* Reading text
------------------------------------
# 1.8 in a B13??



## ScarCrow28 (May 14, 2002)

i hear everyone say that its a waste of money to put a SR20 in a car built for a GA16. what about a 1.8? is that any easier to transplant into a B13? it may not be as quick but, if its easier, there still is a power gain, right?


----------



## samo (Apr 30, 2002)

WHAAAAAAT??? The SR20 is awesome in a Sentra - the B13 was designed to use the SR20. Look at what's under the hood of an SE-R. It's an easy swap, too. Maybe what was meant is that for the price / trouble the SR20DE isn't really worth it - the DE-T is a better idea if you have the cash.

But, to answer your question, the 1.8 (I'm assuming you mean the QG18DE) would be a craptastic swap. Whahoo, 17 more horsepower! It also would be a serious pain to do since the B13 was never designed to hold a QG motor.


----------



## XtremE (Apr 30, 2002)

yep 1.8 would be a waste of time and money
if u want a b15 engine, try fittin in a engine from ser or spec v with the 6 speed tranny 2.5 with that much torque and full bolt ons it would be a mean machine

but other than that and simpler go sr20de or det if u got the cash


----------



## HisXLNC (Jun 17, 2002)

I think he is talking about the CA18DE from the Bluebird/Stanza. It has alot of potential as an engine. Iron block as opposed to the SR20DEs aluminum block. Probably not really worth the money. The SR20DE is more common, thus more parts are to be found and more knowledge of it in the US. 

But whatever rocks your boat.


----------



## ScarCrow28 (May 14, 2002)

Samo - i think your the first person to say that its worth the effort to put in the SR20. thats what i want to do, but everyone keeps warning about all those extras you need. i think it would be common sense that you would need a tranny, exhaust, and other bolt ons like the Altenator (i dont' think i spelled that right). but they are screaming there is more to the story.

well you guys answered my question. 1.8s don't match closely with the 1.6. i guess im stuck with my stock GA16 for a while anyway. i really can't wait to graduate and get a good career!


----------



## toolapcfan (Jul 10, 2002)

Lots more to the story. Not only does it cost a bunch of money and take a lot of work, but it's cost prohibitive because in the end you won't have the 4 wheel discs, 14" wheels, upgraded interior and gauge cluster unless you include those in your total. You can't build one cheaper than Nissan did is really the point. I'd been wanting to do the swap as well and researched it for several months before I realized that I should just buy the car I want, a classic SE-R.
------------------------------------
* Records provided
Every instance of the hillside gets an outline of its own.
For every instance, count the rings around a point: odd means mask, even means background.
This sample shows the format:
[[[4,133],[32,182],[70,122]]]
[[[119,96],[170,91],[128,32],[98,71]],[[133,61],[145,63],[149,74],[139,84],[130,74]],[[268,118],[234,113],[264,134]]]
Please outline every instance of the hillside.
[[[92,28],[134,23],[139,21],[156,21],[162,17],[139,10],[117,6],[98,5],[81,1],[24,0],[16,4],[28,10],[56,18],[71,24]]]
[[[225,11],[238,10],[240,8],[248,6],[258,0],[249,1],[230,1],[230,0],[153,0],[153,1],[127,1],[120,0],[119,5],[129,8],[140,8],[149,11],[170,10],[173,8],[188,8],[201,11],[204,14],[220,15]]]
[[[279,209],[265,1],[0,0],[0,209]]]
------------------------------------
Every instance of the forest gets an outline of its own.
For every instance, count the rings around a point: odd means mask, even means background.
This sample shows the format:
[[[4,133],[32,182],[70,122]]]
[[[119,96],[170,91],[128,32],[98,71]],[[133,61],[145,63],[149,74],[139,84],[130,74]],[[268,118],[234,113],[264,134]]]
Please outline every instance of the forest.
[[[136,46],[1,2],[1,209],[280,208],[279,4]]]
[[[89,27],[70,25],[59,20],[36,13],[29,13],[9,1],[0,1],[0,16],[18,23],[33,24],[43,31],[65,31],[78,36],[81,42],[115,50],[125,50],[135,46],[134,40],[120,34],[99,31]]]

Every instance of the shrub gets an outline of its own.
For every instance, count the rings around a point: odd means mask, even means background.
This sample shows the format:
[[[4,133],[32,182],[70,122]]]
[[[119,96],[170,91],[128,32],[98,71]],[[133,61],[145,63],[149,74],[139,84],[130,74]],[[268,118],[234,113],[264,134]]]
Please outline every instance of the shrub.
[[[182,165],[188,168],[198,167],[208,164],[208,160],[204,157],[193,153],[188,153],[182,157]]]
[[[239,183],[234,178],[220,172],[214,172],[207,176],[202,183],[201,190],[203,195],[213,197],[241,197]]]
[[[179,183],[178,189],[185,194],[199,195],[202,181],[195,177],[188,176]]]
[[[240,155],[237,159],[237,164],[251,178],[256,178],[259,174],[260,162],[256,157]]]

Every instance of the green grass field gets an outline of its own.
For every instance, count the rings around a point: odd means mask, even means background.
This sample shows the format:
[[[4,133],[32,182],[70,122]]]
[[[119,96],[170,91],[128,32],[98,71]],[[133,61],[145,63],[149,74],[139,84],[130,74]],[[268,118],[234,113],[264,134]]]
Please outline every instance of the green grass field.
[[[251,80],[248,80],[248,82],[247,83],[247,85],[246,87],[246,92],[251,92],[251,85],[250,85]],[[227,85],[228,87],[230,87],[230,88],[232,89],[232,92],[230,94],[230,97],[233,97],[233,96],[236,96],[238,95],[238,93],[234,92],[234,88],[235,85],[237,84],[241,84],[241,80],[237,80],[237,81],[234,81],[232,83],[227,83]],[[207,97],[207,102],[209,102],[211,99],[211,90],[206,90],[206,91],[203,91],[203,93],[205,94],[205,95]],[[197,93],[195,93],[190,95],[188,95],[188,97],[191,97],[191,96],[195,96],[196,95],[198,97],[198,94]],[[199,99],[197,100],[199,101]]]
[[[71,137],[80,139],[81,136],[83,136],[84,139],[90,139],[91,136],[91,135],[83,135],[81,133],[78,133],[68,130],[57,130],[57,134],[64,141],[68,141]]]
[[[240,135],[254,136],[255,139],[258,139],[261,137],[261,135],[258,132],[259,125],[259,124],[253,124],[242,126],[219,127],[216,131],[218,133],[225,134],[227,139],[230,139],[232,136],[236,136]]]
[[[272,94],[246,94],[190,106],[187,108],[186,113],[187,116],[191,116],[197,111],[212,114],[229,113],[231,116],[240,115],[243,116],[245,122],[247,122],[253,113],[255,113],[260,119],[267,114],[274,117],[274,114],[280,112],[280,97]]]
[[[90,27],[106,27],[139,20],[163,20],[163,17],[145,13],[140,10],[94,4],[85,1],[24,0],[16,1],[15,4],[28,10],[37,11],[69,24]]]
------------------------------------
* Required task
Extend the forum thread above on swapping a 1.8 engine into a B13, picking up right after its final sentence.

* Task output
----------



## ScarCrow28 (May 14, 2002)

i'd be willing to do it in the future. even if it does cost more. y? simply because my car is a 4dr. no one expects a SR20 in a 4dr old school. i plan to keep my 93 and use it as a hobby car. someday these cars will be looked at just like the doge darts and other classic 70's car. my dads first car was a dart. he says it was nothing special. but if you had one now, and transplanted a good powerplant. restored the whole car. that would be one sweet ride. even if it is mopar.


----------



## toolapcfan (Jul 10, 2002)

I agree ScarCrow. People always say, get a G20 if you want 4 doors and an SR20, and they're right in some sense. You have a nicer interior, better brakes (that can also be upgraded to an Altima setup very easily), you do loose the LSD though. However, I'm not a big fan of the P10's looks. I think the ideal 4 door would be a '94 GXE with a DET swap. Upgrade the brakes to a BABK 4 wheel disc, and a nice suspension setup. That'd be a nice sleeper. I've never even seen a B13 GXE. All you see is B14 and B15 GXE's. That would be my choice for a 4 door sleeper. Nice paintjob, some clean rims, probably 15's at largest. Maybe a sunny front end or some Tsuru headlights. I'm not normally a big fan of light mods but if you want a sharp sleeper with some nice subtle mods, they're out there if you're willing to spend the $$$. Dart's had that slant six in them and you could damn near pour sand in the crankcase and they'd still run strong from waht I understand. Those were indeed, underestimated cars when they were new.


----------



## Fast91SER (Jul 2, 2002)

Ok, if you really want to keep the car, and do a swap, dont bother with the 1.8. If you just want to have the car as a hobby, go with a DET. You will need to get a lot of parts, axles, tranny, wiring harness, etc. But if its not something you just want to do in a week, I say go for it. Get a DET, and keep getting parts till you build up that car!

Good luck.


----------



## ScarCrow28 (May 14, 2002)

Thanks fast. i'm taking one step at time. thats why i'm here. thats why i joined other forums and even se-r club. even thought i don't yet have one. i'm the kind of person who likes to gather some facts before diving in.


----------



## LexKyB13 (May 1, 2002)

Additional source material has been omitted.